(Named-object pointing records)
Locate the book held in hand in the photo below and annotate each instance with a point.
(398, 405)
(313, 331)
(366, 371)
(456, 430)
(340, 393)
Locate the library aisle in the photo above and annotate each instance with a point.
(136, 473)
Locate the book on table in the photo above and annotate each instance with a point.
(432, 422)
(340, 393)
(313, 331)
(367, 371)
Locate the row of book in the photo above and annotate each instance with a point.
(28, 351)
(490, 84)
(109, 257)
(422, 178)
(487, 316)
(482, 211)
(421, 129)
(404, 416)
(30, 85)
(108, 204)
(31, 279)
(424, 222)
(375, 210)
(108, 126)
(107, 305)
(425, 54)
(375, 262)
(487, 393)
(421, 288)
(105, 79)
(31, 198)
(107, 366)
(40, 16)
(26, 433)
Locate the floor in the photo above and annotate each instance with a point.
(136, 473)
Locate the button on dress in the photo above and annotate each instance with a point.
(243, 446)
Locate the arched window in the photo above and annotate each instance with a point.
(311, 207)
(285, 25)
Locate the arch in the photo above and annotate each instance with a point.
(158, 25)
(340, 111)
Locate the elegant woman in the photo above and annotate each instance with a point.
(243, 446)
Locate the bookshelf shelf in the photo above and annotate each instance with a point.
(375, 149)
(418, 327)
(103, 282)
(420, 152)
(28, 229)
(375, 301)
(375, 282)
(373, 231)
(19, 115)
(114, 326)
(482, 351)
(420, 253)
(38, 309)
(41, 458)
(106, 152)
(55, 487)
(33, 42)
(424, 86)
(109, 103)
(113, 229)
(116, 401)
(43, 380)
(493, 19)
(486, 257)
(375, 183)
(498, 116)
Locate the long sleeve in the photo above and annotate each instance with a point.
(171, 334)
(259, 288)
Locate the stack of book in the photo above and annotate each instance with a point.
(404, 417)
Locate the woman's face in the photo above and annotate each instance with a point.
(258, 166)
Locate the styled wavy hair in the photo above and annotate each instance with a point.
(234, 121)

Exercise directions:
Give the records above as a two-column CSV headed request and points, with one row for each request. Put the request text in one quoted field and its answer in the other, replacing any line breaks with spaces.

Finished exercise:
request,points
"Locate the book held in hand in the photo below and annotate each instance with a point.","(398, 405) (313, 331) (366, 371) (456, 430) (340, 393)"
"Locate the library aisle in the photo above and annotate each instance with a point.","(136, 473)"
"Locate the book on table in the photo above and annotate each instance with a point.","(432, 422) (340, 393) (313, 331) (367, 371)"
"Locate the row of book in the photo above and annotate each instance with a point.","(28, 351) (490, 84) (109, 257) (422, 178) (487, 316) (482, 211) (421, 129) (404, 416) (30, 85) (108, 204) (31, 279) (424, 222) (375, 210) (108, 126) (107, 305) (425, 54) (375, 262) (487, 393) (421, 288) (105, 79) (31, 198) (107, 366) (40, 16) (26, 433)"
"Locate the floor in the photo above and annotate each instance with a point.","(136, 473)"
"Locate the button on dress in the photo above and annotate each instance with a point.","(243, 446)"
"Locate the arched window in the photo above and annotate each instance with a point.","(311, 207) (285, 25)"
"Locate the arch in the photo above and annotate each instance with a point.","(158, 25) (340, 111)"
"Locate the elegant woman in the photo above and annotate each instance with a point.","(243, 446)"
"Locate the bookshelf shelf in the photo above and annotate each instance with a point.","(375, 149) (418, 327) (103, 282) (420, 152) (28, 229) (375, 301) (375, 282) (373, 231) (19, 115) (114, 326) (482, 351) (420, 253) (38, 309) (41, 458) (106, 152) (55, 487) (33, 42) (424, 86) (109, 103) (113, 229) (116, 401) (43, 380) (493, 19) (486, 257) (375, 183) (498, 116)"
"Locate the long sleeve in the photo above and annotate each instance with a point.","(171, 334) (259, 288)"
"Locate the stack of book in the photo above and annotate each instance with a point.","(404, 417)"
"Locate the woman's face in the photo above and annotate each instance with a point.","(258, 166)"
"Locate the styled wavy hair in the photo above and annotate each instance with a point.","(234, 121)"